TEXT PASSAGE:
****************

Evidence on good forecasting practices from the Good Judgment Project

According to experience and data from the Good Judgment Project, the following are associated with successful forecasting, in rough decreasing order of combined importance and confidence:

Past performance in the same broad domain
Making more predictions on the same question
Deliberation time
Collaboration on teams
Intelligence
Domain expertise
Having taken a one-hour training module on these topics
‘Cognitive reflection’ test scores
‘Active open-mindedness’
Aggregation of individual judgments
Use of precise probabilistic predictions
Use of ‘the outside view’
‘Fermi-izing’
‘Bayesian reasoning’
Practice

Contents

Details

1. 1. Process

The Good Judgment Project (GJP) was the winning team in IARPA’s 2011-2015 forecasting tournament. In the tournament, six teams assigned probabilistic answers to hundreds of questions about geopolitical events months to a year in the future. Each competing team used a different method for coming up with their guesses, so the tournament helps us to evaluate different forecasting methods.

The GJP team, led by Philip Tetlock and Barbara Mellers, gathered thousands of online volunteers and had them answer the tournament questions. They then made their official forecasts by aggregating these answers. In the process, the team collected data about the patterns of performance in their volunteers, and experimented with aggregation methods and improvement interventions. For example, they ran an RCT to test the effect of a short training program on forecasting accuracy. They especially focused on identifying and making use of the most successful two percent of forecasters, dubbed ‘superforecasters’.

Tetlock’s book Superforecasting describes this process and Tetlock’s resulting understanding of how to forecast well.

****************

RECORD EXTRACTS:
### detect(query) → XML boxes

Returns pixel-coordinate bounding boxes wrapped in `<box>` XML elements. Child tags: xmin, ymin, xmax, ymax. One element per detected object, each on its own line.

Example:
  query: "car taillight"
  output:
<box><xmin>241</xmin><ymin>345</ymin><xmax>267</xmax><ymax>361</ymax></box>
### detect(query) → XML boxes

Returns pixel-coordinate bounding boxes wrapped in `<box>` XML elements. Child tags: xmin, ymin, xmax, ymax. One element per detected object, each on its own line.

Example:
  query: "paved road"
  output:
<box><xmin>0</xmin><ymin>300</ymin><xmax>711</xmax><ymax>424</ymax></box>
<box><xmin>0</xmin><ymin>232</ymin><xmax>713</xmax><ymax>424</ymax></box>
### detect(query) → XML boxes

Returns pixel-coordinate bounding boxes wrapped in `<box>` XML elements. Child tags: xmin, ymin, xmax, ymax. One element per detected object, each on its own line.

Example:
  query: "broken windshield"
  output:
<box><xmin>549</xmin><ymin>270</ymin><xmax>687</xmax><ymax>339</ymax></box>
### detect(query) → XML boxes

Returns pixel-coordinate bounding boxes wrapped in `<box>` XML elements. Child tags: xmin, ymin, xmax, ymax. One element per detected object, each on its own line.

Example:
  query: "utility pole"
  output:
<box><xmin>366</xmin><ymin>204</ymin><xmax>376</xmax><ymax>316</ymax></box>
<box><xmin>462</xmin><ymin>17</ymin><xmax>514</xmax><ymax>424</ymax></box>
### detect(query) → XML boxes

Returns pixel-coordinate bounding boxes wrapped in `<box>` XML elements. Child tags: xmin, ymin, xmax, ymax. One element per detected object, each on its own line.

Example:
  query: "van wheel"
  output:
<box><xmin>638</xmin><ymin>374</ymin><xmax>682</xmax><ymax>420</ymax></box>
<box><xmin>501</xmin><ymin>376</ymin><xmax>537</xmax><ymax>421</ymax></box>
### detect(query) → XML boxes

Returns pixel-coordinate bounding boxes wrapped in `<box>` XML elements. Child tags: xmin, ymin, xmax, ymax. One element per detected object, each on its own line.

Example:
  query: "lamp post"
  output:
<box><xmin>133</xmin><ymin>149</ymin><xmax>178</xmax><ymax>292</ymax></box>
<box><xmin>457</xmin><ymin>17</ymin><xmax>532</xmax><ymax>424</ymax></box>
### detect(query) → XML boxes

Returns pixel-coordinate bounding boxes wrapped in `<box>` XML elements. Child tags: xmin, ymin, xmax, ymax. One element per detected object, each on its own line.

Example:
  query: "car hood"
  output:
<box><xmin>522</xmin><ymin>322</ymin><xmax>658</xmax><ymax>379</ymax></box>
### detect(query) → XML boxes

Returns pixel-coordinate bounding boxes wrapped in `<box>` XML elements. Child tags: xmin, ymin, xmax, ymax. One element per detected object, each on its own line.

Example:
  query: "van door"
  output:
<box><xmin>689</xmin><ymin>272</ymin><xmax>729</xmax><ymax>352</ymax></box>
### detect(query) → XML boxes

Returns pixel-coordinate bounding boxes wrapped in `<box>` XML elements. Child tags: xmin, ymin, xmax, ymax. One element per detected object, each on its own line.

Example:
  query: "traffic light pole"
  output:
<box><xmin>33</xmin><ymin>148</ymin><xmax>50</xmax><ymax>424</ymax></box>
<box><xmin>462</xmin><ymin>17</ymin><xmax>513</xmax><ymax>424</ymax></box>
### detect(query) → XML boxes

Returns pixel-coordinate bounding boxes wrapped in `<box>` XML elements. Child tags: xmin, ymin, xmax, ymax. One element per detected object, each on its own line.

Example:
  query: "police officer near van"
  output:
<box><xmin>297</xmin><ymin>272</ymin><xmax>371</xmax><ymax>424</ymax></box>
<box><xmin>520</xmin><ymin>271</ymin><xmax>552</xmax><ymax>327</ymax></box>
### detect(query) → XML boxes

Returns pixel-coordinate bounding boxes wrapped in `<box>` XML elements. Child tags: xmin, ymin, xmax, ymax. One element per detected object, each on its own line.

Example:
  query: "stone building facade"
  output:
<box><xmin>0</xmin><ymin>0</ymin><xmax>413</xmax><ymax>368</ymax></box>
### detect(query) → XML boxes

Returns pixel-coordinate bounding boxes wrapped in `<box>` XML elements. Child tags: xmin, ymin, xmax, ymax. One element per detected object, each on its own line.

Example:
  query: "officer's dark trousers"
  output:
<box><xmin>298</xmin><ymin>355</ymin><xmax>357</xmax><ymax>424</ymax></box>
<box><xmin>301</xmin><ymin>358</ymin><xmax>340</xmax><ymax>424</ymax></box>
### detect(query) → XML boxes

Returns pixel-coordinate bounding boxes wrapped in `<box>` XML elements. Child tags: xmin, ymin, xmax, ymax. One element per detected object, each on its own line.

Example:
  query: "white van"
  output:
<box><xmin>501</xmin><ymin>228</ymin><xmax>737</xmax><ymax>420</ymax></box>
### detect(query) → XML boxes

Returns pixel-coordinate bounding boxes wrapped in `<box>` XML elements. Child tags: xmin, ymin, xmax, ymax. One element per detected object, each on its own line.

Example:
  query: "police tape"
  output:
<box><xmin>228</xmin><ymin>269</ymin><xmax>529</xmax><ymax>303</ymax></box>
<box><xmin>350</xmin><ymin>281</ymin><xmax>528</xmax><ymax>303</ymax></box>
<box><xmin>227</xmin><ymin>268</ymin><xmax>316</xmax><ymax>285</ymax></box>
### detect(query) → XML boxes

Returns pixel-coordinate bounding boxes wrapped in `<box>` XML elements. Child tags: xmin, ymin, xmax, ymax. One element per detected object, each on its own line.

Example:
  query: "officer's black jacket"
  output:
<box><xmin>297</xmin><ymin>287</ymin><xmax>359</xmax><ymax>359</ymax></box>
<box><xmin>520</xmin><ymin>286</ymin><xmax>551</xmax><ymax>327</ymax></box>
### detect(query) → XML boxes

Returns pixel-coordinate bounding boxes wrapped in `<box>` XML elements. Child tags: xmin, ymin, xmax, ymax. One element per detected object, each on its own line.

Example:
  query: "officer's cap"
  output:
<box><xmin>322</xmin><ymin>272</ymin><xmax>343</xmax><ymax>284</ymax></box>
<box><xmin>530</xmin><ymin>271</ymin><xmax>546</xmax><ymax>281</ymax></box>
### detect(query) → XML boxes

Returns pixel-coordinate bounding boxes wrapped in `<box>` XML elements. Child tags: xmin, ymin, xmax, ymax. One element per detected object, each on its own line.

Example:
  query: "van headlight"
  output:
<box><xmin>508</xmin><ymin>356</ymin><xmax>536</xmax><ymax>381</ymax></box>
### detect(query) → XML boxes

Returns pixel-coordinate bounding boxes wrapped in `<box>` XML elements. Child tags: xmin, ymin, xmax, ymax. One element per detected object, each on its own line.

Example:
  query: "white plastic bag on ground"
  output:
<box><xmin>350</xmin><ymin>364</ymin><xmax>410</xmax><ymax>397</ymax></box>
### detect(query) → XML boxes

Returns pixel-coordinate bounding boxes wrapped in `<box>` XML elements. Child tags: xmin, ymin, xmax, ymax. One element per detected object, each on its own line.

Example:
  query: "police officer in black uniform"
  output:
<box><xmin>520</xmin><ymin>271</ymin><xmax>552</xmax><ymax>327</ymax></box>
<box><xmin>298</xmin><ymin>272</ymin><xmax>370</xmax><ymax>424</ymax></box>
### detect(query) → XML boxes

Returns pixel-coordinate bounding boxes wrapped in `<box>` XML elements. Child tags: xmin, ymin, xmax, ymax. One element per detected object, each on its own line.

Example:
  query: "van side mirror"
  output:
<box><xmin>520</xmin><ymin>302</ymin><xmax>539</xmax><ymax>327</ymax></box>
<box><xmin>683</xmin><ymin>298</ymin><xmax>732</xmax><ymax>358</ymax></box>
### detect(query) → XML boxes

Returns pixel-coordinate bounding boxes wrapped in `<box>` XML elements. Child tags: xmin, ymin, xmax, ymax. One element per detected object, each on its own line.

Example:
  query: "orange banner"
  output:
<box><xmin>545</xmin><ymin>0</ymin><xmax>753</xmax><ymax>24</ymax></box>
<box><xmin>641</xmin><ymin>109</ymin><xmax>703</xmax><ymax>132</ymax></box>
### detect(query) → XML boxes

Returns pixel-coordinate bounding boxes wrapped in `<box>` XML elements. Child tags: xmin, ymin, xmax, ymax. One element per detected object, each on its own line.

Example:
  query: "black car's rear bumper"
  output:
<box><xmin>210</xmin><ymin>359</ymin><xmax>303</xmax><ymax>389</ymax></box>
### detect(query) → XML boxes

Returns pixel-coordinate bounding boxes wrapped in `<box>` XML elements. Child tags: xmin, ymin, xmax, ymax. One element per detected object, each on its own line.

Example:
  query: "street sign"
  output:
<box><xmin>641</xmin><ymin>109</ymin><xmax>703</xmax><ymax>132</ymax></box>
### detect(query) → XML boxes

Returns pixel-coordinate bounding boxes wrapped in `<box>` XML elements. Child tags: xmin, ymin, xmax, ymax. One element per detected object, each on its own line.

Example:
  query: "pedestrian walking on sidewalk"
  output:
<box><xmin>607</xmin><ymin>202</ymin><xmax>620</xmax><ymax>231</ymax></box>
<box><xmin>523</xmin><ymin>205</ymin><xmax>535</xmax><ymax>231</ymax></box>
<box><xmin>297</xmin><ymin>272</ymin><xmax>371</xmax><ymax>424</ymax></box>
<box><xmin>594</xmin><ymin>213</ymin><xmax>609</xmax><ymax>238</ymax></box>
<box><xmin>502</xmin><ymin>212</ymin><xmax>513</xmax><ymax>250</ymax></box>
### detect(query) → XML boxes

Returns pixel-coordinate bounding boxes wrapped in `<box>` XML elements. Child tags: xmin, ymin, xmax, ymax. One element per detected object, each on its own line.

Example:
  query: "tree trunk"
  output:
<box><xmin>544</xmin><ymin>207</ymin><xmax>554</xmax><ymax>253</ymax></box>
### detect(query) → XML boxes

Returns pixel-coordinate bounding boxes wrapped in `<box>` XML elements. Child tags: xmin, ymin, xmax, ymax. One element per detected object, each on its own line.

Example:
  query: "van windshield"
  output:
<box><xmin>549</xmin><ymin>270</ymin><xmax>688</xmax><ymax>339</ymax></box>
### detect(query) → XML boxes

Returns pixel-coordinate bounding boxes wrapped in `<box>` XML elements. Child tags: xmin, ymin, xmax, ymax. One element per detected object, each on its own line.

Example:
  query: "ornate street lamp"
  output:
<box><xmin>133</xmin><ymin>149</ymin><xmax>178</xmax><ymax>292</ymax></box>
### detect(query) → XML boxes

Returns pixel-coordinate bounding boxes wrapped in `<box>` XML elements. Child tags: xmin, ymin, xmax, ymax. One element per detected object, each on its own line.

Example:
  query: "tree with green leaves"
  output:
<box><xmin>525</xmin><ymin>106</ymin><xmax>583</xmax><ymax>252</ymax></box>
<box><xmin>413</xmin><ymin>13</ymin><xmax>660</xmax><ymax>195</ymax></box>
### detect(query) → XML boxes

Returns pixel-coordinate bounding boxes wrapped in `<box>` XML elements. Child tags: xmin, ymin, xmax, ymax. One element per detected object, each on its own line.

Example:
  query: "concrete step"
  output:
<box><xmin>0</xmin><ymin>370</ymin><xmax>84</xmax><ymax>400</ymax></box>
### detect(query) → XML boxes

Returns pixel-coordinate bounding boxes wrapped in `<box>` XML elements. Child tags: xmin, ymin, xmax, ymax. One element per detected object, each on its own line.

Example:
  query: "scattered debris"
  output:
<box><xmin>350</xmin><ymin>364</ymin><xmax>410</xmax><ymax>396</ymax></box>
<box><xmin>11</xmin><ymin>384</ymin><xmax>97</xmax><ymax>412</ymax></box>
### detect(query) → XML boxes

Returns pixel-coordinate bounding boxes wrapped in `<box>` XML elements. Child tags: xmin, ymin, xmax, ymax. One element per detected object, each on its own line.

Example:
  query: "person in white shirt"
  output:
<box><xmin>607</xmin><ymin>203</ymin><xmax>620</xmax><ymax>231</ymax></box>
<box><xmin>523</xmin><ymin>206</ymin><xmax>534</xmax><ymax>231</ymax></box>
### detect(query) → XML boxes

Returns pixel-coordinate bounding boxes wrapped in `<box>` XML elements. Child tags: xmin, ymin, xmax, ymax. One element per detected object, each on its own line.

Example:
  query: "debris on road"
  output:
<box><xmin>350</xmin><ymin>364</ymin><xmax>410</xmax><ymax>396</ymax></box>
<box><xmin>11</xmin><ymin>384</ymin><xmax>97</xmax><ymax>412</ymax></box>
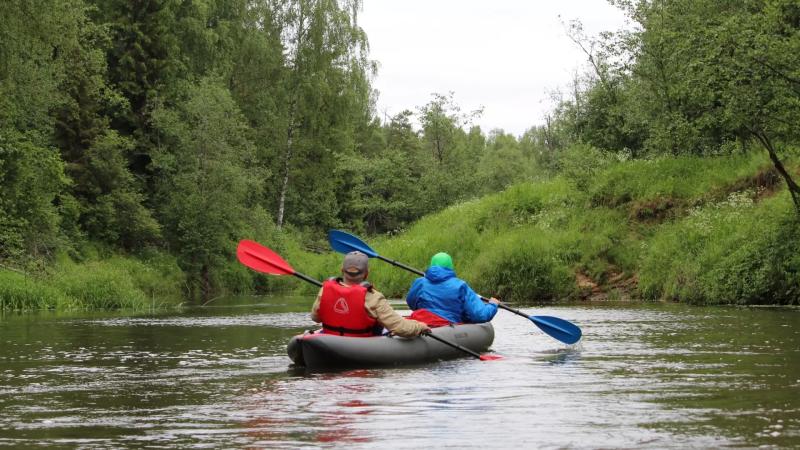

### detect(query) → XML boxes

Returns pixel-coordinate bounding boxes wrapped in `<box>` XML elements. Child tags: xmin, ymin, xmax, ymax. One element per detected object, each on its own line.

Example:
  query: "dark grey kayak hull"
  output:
<box><xmin>287</xmin><ymin>322</ymin><xmax>494</xmax><ymax>369</ymax></box>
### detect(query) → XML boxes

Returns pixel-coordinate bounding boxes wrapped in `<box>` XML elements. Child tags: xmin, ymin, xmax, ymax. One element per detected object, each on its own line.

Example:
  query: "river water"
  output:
<box><xmin>0</xmin><ymin>297</ymin><xmax>800</xmax><ymax>448</ymax></box>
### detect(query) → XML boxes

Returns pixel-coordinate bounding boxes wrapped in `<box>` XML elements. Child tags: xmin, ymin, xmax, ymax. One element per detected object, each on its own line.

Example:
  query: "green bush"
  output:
<box><xmin>0</xmin><ymin>270</ymin><xmax>75</xmax><ymax>311</ymax></box>
<box><xmin>466</xmin><ymin>228</ymin><xmax>575</xmax><ymax>301</ymax></box>
<box><xmin>639</xmin><ymin>191</ymin><xmax>800</xmax><ymax>304</ymax></box>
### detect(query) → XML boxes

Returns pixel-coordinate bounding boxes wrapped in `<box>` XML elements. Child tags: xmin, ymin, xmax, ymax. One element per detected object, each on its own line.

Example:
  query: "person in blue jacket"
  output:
<box><xmin>406</xmin><ymin>253</ymin><xmax>500</xmax><ymax>327</ymax></box>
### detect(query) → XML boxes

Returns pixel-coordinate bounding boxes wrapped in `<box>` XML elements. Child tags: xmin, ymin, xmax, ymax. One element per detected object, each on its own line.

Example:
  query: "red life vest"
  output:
<box><xmin>319</xmin><ymin>280</ymin><xmax>378</xmax><ymax>337</ymax></box>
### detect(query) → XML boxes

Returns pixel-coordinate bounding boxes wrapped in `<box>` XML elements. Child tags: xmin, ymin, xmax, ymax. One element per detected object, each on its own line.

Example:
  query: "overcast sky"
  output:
<box><xmin>358</xmin><ymin>0</ymin><xmax>625</xmax><ymax>136</ymax></box>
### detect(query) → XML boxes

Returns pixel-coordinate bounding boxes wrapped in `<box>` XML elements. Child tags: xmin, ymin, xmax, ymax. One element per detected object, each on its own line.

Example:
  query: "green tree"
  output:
<box><xmin>153</xmin><ymin>79</ymin><xmax>264</xmax><ymax>300</ymax></box>
<box><xmin>275</xmin><ymin>0</ymin><xmax>374</xmax><ymax>228</ymax></box>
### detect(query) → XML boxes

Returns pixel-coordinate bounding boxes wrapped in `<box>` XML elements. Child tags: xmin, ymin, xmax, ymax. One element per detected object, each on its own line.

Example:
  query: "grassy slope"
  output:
<box><xmin>0</xmin><ymin>154</ymin><xmax>800</xmax><ymax>309</ymax></box>
<box><xmin>295</xmin><ymin>154</ymin><xmax>800</xmax><ymax>304</ymax></box>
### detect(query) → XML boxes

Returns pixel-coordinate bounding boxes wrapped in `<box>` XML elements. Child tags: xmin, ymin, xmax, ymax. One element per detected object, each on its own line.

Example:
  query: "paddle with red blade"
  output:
<box><xmin>236</xmin><ymin>239</ymin><xmax>502</xmax><ymax>361</ymax></box>
<box><xmin>236</xmin><ymin>239</ymin><xmax>322</xmax><ymax>286</ymax></box>
<box><xmin>328</xmin><ymin>230</ymin><xmax>583</xmax><ymax>344</ymax></box>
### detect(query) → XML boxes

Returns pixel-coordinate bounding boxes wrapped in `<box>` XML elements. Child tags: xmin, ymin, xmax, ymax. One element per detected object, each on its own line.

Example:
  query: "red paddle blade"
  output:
<box><xmin>236</xmin><ymin>239</ymin><xmax>294</xmax><ymax>275</ymax></box>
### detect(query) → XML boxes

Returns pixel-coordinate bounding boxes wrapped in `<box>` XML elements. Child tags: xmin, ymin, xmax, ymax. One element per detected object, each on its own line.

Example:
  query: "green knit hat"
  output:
<box><xmin>431</xmin><ymin>252</ymin><xmax>453</xmax><ymax>270</ymax></box>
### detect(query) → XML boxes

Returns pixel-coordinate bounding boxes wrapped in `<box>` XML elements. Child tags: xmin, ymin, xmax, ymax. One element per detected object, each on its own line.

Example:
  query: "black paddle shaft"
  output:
<box><xmin>423</xmin><ymin>331</ymin><xmax>483</xmax><ymax>359</ymax></box>
<box><xmin>375</xmin><ymin>255</ymin><xmax>425</xmax><ymax>277</ymax></box>
<box><xmin>292</xmin><ymin>272</ymin><xmax>322</xmax><ymax>287</ymax></box>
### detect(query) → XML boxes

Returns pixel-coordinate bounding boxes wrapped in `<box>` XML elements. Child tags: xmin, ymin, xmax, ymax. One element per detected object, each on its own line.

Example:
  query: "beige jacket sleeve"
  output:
<box><xmin>364</xmin><ymin>289</ymin><xmax>428</xmax><ymax>337</ymax></box>
<box><xmin>311</xmin><ymin>288</ymin><xmax>322</xmax><ymax>323</ymax></box>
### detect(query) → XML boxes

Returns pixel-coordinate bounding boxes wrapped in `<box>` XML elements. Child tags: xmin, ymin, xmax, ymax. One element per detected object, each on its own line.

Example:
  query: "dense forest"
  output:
<box><xmin>0</xmin><ymin>0</ymin><xmax>800</xmax><ymax>308</ymax></box>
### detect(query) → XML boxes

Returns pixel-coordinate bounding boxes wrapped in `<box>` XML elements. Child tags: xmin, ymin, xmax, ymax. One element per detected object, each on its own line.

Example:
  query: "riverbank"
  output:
<box><xmin>296</xmin><ymin>154</ymin><xmax>800</xmax><ymax>304</ymax></box>
<box><xmin>0</xmin><ymin>153</ymin><xmax>800</xmax><ymax>310</ymax></box>
<box><xmin>0</xmin><ymin>254</ymin><xmax>184</xmax><ymax>311</ymax></box>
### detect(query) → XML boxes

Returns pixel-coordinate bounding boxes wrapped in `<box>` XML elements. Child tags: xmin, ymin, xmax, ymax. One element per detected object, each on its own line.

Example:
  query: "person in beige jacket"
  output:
<box><xmin>311</xmin><ymin>252</ymin><xmax>430</xmax><ymax>337</ymax></box>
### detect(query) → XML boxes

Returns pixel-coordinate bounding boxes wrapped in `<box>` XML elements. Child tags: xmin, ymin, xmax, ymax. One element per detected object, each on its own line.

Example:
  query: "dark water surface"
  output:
<box><xmin>0</xmin><ymin>297</ymin><xmax>800</xmax><ymax>448</ymax></box>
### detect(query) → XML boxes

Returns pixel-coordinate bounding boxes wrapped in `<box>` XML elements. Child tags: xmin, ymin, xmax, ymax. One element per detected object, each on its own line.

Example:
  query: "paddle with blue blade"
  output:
<box><xmin>328</xmin><ymin>230</ymin><xmax>582</xmax><ymax>344</ymax></box>
<box><xmin>236</xmin><ymin>239</ymin><xmax>501</xmax><ymax>361</ymax></box>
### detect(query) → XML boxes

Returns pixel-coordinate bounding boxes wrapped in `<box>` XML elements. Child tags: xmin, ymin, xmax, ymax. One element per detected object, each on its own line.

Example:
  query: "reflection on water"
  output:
<box><xmin>0</xmin><ymin>298</ymin><xmax>800</xmax><ymax>448</ymax></box>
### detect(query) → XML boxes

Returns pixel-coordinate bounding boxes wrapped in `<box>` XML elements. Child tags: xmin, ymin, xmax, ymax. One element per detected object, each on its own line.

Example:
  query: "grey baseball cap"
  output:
<box><xmin>342</xmin><ymin>252</ymin><xmax>369</xmax><ymax>276</ymax></box>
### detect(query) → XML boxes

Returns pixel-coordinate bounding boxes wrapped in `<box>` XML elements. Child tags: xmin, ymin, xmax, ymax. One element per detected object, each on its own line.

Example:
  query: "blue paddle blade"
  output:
<box><xmin>328</xmin><ymin>230</ymin><xmax>378</xmax><ymax>258</ymax></box>
<box><xmin>528</xmin><ymin>316</ymin><xmax>583</xmax><ymax>345</ymax></box>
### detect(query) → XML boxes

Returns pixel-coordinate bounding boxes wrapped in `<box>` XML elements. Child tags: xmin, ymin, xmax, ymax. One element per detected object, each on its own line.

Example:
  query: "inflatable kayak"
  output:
<box><xmin>287</xmin><ymin>322</ymin><xmax>494</xmax><ymax>369</ymax></box>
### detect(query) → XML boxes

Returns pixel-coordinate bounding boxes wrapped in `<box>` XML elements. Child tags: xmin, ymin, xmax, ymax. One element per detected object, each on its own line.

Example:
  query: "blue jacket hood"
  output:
<box><xmin>425</xmin><ymin>266</ymin><xmax>456</xmax><ymax>283</ymax></box>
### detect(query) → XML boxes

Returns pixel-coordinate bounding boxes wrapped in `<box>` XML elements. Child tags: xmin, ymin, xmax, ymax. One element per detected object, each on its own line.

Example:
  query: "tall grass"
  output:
<box><xmin>0</xmin><ymin>270</ymin><xmax>76</xmax><ymax>311</ymax></box>
<box><xmin>640</xmin><ymin>191</ymin><xmax>800</xmax><ymax>304</ymax></box>
<box><xmin>0</xmin><ymin>251</ymin><xmax>183</xmax><ymax>310</ymax></box>
<box><xmin>304</xmin><ymin>154</ymin><xmax>800</xmax><ymax>303</ymax></box>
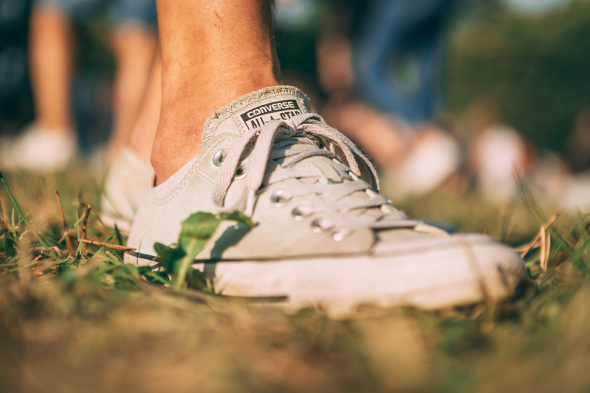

****************

TASK INSTRUCTIONS:
Carry on the piece about forecasting evidence from the Good Judgment Project, starting right after its final sentence.

ANSWER TO THE PROBLEM:
1.2. Correlates of successful forecasting

1.2.1. Past performance

Roughly 70% of the superforecasters maintained their status from one year to the next ¹. Across all the forecasters, the correlation between performance in one year and performance in the next year was 0.65 ². These high correlations are particularly impressive because the forecasters were online volunteers; presumably substantial variance year-to-year came from forecasters throttling down their engagement due to fatigue or changing life circumstances ³.

1.2.2. Behavioral and dispositional variables

Table 2 depicts the correlations between measured variables amongst GJP’s volunteers in the first two years of the tournament ⁴. Each is described in more detail below.

The first column shows the relationship between each variable and standardized Brier score, which is a measure of inaccuracy: higher Brier scores mean less accuracy, so negative correlations are good. “Ravens” is an IQ test; “Del time” is deliberation time, and “teams” is whether or not the forecaster was assigned to a team. “Actively open-minded thinking” is an attempt to measure “the tendency to evaluate arguments and evidence without undue bias from one’s own prior beliefs—and with recognition of the fallibility of one’s judgment.” ⁵

The authors conducted various statistical analyses to explore the relationships between these variables. They computed a structural equation model to predict a forecaster’s accuracy:

Yellow ovals are latent dispositional variables, yellow rectangles are observed dispositional variables, pink rectangles are experimentally manipulated situational variables, and green rectangles are observed behavioral variables. This model has a multiple correlation of 0.64.⁶

As these data indicate, domain knowledge, intelligence, active open-mindedness, and working in teams each contribute substantially to accuracy. We can also conclude that effort helps, because deliberation time and number of predictions made per question (“belief updating”) both improved accuracy. Finally, training also helps. This is especially surprising because the training module lasted only an hour and its effects persisted for at least a year. The module included content about probabilistic reasoning, using the outside view, avoiding biases, and more.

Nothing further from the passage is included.